___ Source records
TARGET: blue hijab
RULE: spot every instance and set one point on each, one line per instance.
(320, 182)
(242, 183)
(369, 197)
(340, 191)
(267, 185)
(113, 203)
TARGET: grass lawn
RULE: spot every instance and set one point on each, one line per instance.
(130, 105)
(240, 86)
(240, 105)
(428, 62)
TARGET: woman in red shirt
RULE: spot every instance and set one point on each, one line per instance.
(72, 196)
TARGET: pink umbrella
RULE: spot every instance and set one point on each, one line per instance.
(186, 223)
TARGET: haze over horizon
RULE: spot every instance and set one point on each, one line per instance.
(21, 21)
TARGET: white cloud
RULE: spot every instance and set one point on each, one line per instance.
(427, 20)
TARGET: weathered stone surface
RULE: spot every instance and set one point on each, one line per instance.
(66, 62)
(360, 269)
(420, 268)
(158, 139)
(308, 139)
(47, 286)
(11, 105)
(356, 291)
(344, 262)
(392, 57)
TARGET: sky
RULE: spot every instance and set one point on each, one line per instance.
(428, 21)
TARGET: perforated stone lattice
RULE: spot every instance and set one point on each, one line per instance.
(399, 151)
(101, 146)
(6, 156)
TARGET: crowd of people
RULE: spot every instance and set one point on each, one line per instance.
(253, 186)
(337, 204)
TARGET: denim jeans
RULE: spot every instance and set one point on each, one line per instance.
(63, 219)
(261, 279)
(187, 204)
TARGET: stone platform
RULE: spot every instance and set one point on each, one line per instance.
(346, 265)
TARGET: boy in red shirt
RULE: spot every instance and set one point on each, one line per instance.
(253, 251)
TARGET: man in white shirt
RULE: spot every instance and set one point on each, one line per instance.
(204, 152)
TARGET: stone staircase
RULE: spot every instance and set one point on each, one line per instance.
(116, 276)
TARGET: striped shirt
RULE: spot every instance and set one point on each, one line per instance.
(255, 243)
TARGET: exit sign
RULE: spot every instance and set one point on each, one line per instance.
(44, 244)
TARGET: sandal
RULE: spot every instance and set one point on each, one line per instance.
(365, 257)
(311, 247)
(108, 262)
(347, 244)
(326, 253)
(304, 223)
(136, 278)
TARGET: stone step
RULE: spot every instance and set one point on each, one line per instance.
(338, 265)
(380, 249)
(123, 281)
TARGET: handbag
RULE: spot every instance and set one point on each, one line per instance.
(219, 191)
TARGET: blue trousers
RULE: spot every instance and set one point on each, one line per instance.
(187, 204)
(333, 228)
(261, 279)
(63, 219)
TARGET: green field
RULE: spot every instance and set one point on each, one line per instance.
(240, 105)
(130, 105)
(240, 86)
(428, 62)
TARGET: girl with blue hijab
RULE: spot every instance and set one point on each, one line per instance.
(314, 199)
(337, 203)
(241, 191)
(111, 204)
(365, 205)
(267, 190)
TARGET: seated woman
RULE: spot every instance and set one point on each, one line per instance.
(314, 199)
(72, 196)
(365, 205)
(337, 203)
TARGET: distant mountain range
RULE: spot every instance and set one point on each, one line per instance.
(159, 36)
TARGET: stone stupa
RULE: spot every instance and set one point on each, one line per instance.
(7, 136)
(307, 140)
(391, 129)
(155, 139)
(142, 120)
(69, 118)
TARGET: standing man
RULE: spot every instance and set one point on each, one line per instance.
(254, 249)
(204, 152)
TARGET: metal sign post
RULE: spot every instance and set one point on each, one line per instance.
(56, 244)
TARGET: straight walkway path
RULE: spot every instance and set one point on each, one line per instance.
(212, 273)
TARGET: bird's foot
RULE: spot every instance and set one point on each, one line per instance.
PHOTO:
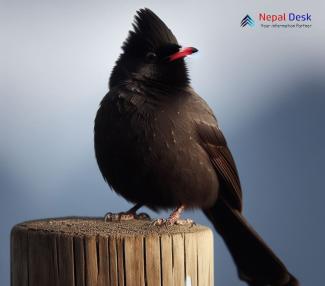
(142, 216)
(125, 216)
(122, 216)
(173, 219)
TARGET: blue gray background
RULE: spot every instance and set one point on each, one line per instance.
(266, 87)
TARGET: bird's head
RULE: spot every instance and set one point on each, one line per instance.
(151, 53)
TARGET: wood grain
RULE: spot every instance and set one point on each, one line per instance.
(91, 252)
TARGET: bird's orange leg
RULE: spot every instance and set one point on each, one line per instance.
(128, 215)
(174, 218)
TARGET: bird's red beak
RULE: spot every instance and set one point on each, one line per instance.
(182, 53)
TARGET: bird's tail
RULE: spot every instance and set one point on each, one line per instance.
(255, 261)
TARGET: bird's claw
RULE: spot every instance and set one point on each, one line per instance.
(185, 222)
(169, 222)
(143, 216)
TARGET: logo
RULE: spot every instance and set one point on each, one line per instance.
(284, 20)
(247, 20)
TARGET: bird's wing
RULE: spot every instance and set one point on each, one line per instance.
(215, 145)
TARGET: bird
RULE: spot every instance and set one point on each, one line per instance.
(158, 144)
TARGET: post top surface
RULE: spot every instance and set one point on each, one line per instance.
(90, 226)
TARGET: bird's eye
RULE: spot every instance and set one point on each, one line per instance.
(151, 57)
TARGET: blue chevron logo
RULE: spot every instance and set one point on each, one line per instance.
(247, 20)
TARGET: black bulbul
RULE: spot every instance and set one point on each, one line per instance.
(158, 144)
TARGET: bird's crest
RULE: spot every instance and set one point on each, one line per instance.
(150, 33)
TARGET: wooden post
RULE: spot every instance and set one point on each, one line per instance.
(90, 252)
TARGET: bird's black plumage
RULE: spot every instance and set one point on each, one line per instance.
(157, 143)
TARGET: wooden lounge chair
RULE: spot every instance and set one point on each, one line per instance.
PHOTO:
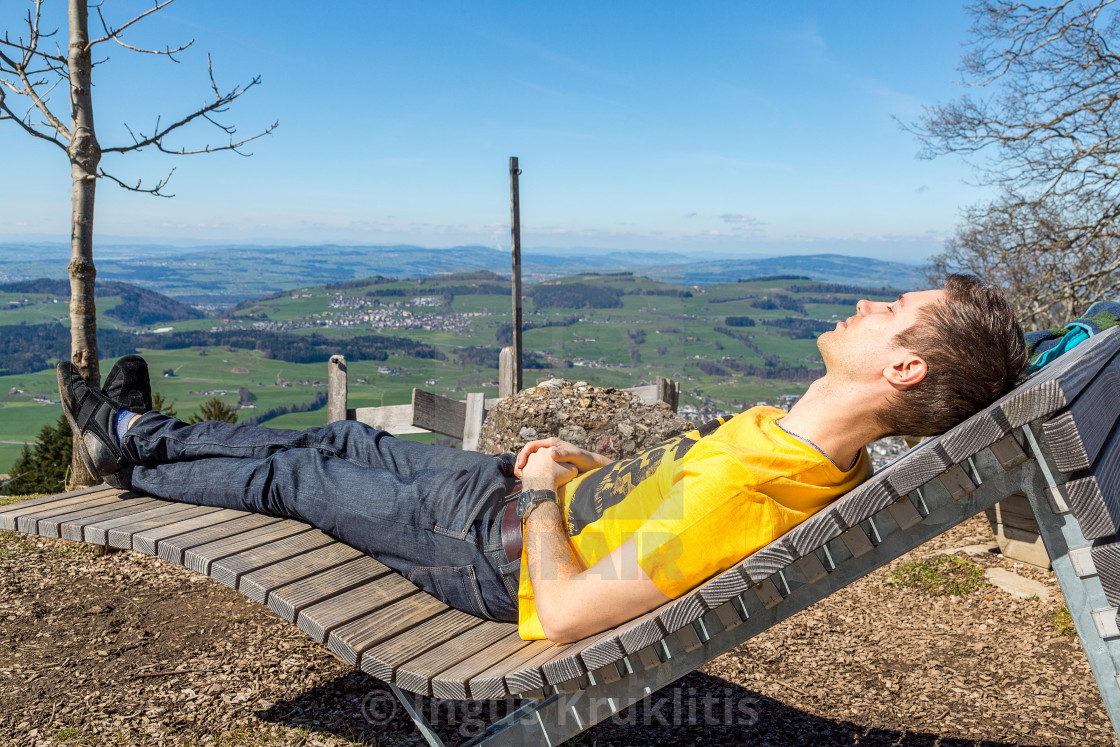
(1052, 440)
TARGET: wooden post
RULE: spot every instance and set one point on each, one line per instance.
(669, 392)
(515, 240)
(473, 421)
(505, 373)
(336, 389)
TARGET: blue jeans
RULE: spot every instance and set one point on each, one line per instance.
(430, 513)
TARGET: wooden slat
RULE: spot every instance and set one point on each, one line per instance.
(1075, 437)
(320, 618)
(904, 513)
(767, 593)
(1106, 554)
(642, 632)
(957, 482)
(287, 601)
(726, 586)
(826, 524)
(682, 610)
(98, 533)
(72, 526)
(728, 615)
(921, 465)
(1008, 451)
(416, 675)
(767, 561)
(48, 525)
(173, 548)
(149, 540)
(979, 431)
(866, 501)
(1095, 504)
(811, 568)
(28, 522)
(567, 662)
(348, 641)
(437, 413)
(397, 419)
(451, 681)
(230, 569)
(9, 512)
(1056, 385)
(199, 557)
(856, 541)
(258, 584)
(382, 660)
(605, 650)
(1094, 498)
(492, 682)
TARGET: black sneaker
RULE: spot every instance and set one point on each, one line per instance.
(128, 384)
(92, 414)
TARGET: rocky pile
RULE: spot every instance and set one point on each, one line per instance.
(602, 419)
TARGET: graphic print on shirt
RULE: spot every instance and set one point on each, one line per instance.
(610, 485)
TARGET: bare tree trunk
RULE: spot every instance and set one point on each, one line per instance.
(84, 156)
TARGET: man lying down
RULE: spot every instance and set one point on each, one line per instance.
(560, 540)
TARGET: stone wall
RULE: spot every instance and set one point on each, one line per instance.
(600, 419)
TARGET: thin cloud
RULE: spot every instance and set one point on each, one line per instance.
(740, 222)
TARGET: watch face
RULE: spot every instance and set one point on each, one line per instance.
(530, 498)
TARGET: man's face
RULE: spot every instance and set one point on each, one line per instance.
(860, 346)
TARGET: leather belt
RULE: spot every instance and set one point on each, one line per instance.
(512, 539)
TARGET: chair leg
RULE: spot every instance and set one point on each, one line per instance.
(1093, 617)
(417, 717)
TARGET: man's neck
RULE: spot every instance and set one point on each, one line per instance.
(838, 420)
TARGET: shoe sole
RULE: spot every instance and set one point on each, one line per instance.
(83, 453)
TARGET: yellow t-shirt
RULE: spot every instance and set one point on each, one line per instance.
(697, 504)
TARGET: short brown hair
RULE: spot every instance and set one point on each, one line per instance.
(973, 351)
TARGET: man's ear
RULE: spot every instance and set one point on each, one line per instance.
(906, 371)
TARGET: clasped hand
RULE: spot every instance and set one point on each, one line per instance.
(552, 458)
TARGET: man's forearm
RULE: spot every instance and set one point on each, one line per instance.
(551, 561)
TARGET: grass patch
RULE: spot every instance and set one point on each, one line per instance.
(941, 576)
(1063, 622)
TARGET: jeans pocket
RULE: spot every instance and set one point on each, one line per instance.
(454, 586)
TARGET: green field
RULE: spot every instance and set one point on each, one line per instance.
(646, 336)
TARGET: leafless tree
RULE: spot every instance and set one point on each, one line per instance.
(1044, 128)
(30, 69)
(1050, 267)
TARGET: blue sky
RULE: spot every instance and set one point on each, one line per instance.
(699, 128)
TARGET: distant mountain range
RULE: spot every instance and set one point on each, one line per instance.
(227, 274)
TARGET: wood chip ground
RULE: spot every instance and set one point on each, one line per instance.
(128, 650)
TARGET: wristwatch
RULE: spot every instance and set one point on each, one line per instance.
(529, 498)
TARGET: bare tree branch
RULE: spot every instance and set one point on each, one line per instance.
(221, 101)
(113, 33)
(152, 190)
(6, 113)
(1046, 133)
(115, 36)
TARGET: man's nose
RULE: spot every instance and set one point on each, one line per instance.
(864, 307)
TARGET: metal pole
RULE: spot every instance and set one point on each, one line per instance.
(515, 239)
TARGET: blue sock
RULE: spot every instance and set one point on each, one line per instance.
(121, 423)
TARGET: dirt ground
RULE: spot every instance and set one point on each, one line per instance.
(128, 650)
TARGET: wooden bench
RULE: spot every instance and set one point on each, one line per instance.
(1053, 441)
(434, 413)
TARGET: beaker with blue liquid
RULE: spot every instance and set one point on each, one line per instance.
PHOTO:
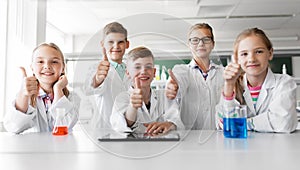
(235, 122)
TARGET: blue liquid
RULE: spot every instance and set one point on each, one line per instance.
(235, 127)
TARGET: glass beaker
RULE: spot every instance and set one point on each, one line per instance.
(60, 125)
(235, 122)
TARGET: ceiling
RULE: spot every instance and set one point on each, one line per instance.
(164, 23)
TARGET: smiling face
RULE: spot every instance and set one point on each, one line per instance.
(115, 45)
(143, 69)
(254, 56)
(47, 65)
(203, 48)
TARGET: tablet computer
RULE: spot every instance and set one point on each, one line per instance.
(114, 137)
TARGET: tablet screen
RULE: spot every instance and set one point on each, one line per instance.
(139, 137)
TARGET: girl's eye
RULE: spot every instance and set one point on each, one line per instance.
(243, 54)
(137, 67)
(259, 51)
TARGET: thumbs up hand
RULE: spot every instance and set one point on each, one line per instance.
(61, 83)
(136, 97)
(30, 84)
(231, 73)
(171, 86)
(102, 70)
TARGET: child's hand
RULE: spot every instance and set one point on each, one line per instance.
(30, 84)
(159, 127)
(220, 121)
(136, 97)
(102, 69)
(232, 71)
(231, 74)
(61, 83)
(172, 86)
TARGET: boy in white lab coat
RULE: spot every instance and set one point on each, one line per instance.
(198, 85)
(270, 98)
(34, 109)
(108, 78)
(143, 109)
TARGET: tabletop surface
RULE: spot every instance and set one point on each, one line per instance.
(196, 149)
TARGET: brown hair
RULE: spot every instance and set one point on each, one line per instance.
(54, 46)
(247, 33)
(139, 52)
(114, 27)
(201, 26)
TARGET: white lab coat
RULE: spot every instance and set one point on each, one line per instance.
(198, 96)
(159, 105)
(105, 95)
(275, 107)
(35, 119)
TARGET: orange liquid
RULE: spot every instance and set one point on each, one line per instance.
(60, 130)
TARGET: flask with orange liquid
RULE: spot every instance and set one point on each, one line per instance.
(60, 125)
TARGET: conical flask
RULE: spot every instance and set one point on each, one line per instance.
(60, 125)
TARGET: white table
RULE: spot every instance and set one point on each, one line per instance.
(198, 150)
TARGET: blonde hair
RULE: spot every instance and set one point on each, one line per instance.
(54, 46)
(239, 89)
(114, 27)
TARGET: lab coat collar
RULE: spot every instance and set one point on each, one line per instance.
(212, 68)
(153, 100)
(269, 83)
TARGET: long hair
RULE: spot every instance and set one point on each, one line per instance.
(239, 89)
(54, 46)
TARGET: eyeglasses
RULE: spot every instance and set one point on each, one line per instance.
(196, 40)
(145, 67)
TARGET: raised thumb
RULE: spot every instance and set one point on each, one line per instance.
(23, 71)
(172, 76)
(137, 83)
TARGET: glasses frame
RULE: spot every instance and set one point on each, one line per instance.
(205, 40)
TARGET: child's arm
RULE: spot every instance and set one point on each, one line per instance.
(58, 88)
(231, 74)
(136, 101)
(171, 86)
(29, 88)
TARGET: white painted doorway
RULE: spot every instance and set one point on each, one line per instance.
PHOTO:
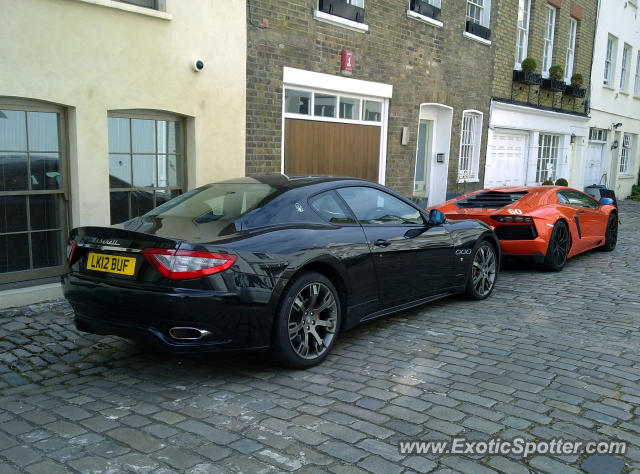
(506, 159)
(593, 168)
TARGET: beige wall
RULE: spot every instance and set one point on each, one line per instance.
(93, 56)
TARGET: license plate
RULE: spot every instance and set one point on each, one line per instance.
(111, 263)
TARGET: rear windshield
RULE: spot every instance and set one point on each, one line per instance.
(216, 202)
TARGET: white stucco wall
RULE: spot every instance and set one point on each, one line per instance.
(609, 104)
(94, 56)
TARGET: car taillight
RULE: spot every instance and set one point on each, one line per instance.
(71, 250)
(187, 264)
(513, 219)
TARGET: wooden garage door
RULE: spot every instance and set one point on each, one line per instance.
(329, 148)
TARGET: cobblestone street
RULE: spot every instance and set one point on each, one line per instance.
(548, 355)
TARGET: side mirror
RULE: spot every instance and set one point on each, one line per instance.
(605, 201)
(436, 217)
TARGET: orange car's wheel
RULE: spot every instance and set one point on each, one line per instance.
(558, 249)
(611, 234)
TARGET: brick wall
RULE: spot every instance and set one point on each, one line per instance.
(422, 62)
(505, 44)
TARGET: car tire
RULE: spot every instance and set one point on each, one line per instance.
(558, 249)
(483, 271)
(307, 322)
(611, 233)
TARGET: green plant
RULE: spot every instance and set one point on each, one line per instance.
(556, 72)
(529, 64)
(577, 80)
______
Required action =
Copy each line of the records that contains the word "hijab".

Task solution =
TARGET: blue hijab
TARGET: girl with blue hijab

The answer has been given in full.